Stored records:
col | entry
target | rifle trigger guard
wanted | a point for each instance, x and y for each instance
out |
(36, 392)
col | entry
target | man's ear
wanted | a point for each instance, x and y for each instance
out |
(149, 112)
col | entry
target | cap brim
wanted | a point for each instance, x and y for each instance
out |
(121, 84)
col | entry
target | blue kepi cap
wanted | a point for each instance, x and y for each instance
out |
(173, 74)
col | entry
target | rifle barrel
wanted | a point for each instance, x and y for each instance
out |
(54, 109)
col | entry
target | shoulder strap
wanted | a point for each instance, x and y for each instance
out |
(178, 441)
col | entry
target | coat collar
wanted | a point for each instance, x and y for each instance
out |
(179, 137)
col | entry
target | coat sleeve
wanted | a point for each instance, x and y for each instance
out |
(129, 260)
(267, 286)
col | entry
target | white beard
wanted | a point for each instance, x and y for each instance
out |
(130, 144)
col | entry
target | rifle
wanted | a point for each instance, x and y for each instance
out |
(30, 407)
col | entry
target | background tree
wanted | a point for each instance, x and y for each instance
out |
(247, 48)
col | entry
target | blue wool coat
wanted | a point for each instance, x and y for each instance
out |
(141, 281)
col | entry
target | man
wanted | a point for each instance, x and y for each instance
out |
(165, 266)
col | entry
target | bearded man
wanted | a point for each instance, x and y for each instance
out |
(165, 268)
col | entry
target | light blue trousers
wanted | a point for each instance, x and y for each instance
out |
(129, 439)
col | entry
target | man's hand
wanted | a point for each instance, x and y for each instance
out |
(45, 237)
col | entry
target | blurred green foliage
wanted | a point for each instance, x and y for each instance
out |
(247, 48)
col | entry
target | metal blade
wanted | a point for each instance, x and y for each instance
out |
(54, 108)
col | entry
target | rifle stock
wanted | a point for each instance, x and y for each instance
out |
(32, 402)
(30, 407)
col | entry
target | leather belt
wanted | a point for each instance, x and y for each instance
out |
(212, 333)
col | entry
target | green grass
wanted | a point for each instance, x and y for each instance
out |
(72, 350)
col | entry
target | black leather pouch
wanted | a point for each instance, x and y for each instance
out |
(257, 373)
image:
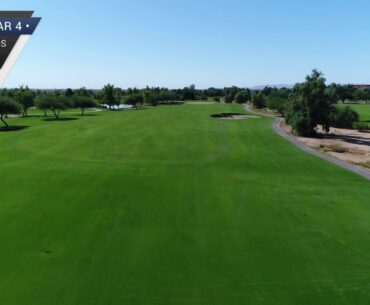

WHAT YOU NEED TO DO: Locate each line in the rows above that contains the word "green" and copy those lines out.

SOLUTION TO THIS TASK:
target | blurred green foliage
target | green grass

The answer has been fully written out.